**TEXT**
•••••

A COMMTIMENT TO FISCAL RESPONSIBILITY: The total cost of Hillary Clinton’s long-term care agenda is approximately $5 billion per year. Hillary will finance this cost without increasing the deficit by dedicating the revenue from closing two ineffective provisions in our tax code. First, Hillary will close the loophole that allows hedge fund managers to use offshore tax havens to defer paying taxes on their compensation. Second, Hillary will repeal the provision in the 2004 JOBS Act which allows U.S. Corporations to gain tax benefits from their foreign assets by allocating interest on a worldwide basis. (Enacted in 2004, this provision has yet to take effect.)

•••••

**TASK PROMPT**
Please revise the stretch of the long-term care funding text from "A COMMTIMENT TO" through "to take effect.)", replacing "ineffective" with "outdated". The entries that come after this text have no connection to it.

•••••

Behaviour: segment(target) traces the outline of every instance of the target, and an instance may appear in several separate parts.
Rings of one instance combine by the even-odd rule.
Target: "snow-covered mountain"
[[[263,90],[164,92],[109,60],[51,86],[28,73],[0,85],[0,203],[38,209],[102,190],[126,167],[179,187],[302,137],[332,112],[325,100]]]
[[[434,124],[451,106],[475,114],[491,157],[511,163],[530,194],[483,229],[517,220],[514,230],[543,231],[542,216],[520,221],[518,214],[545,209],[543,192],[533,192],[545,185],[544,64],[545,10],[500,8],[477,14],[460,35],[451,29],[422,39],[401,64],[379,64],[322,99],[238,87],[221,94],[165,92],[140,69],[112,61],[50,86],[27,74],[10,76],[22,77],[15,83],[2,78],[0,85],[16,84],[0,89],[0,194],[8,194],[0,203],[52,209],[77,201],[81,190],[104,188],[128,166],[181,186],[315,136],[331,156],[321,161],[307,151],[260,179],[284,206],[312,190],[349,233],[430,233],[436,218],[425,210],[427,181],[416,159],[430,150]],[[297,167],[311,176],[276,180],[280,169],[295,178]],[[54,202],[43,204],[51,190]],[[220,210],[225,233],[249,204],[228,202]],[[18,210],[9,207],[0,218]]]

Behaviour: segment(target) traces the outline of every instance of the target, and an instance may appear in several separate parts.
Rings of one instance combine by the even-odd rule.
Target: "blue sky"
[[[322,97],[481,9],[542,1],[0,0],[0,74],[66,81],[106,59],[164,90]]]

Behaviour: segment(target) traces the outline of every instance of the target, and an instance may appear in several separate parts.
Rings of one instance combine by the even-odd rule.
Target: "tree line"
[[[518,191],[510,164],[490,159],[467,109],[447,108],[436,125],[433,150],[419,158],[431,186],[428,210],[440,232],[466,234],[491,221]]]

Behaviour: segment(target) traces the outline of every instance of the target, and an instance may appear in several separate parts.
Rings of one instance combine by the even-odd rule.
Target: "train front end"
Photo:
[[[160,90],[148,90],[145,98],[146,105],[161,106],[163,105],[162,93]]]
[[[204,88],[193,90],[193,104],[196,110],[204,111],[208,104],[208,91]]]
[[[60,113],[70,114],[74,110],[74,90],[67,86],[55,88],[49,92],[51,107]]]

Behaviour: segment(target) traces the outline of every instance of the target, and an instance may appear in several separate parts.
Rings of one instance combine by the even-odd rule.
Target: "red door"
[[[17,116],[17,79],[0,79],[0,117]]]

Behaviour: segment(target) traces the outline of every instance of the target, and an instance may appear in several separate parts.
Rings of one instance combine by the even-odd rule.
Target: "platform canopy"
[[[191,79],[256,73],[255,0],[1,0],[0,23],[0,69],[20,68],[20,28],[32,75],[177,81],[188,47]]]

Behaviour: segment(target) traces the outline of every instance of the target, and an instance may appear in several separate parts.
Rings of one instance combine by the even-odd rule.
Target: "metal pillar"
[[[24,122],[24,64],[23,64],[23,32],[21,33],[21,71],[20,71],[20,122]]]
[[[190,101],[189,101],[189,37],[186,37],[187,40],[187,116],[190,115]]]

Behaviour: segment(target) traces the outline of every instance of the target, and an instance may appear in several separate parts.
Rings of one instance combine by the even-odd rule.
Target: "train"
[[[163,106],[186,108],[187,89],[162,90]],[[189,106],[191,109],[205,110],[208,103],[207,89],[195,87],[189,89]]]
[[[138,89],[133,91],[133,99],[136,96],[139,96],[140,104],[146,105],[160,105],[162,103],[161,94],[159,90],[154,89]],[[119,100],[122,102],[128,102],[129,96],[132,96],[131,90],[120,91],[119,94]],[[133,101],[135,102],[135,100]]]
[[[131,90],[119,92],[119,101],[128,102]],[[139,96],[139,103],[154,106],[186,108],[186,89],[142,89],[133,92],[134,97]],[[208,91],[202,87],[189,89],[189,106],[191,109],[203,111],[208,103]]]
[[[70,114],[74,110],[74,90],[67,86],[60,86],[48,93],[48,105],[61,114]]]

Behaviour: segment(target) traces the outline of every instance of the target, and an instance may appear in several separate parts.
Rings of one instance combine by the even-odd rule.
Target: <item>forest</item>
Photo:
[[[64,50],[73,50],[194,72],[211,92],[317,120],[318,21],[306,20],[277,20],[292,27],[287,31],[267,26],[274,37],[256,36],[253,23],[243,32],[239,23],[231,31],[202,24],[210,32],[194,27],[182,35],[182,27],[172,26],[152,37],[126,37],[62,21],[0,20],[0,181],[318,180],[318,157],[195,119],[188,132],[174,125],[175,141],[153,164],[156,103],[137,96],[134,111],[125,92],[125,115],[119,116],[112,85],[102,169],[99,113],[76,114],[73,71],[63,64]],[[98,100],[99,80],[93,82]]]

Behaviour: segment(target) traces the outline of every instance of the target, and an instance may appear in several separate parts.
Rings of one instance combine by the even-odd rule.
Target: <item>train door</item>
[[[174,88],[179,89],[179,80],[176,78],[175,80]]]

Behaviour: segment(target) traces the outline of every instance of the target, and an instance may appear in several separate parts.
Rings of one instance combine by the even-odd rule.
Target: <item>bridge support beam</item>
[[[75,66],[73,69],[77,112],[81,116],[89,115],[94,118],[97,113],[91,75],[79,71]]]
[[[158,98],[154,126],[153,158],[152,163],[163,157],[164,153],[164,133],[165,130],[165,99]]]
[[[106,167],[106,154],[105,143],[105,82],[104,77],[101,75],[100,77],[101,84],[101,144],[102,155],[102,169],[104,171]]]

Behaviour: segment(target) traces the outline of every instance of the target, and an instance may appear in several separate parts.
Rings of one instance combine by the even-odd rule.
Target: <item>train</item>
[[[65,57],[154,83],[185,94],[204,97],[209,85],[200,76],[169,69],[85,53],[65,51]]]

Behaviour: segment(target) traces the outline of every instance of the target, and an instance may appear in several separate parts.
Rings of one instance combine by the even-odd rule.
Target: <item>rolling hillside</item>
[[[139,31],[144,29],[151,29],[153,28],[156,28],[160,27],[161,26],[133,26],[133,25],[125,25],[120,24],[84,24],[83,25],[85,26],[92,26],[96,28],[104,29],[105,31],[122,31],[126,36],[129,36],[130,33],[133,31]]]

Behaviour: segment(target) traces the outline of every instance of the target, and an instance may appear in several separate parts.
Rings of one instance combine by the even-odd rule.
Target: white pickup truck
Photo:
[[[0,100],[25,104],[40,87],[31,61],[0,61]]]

•••••

**TASK RESULT**
A COMMTIMENT TO FISCAL RESPONSIBILITY: The total cost of Hillary Clinton’s long-term care agenda is approximately $5 billion per year. Hillary will finance this cost without increasing the deficit by dedicating the revenue from closing two outdated provisions in our tax code. First, Hillary will close the loophole that allows hedge fund managers to use offshore tax havens to defer paying taxes on their compensation. Second, Hillary will repeal the provision in the 2004 JOBS Act which allows U.S. Corporations to gain tax benefits from their foreign assets by allocating interest on a worldwide basis. (Enacted in 2004, this provision has yet to take effect.)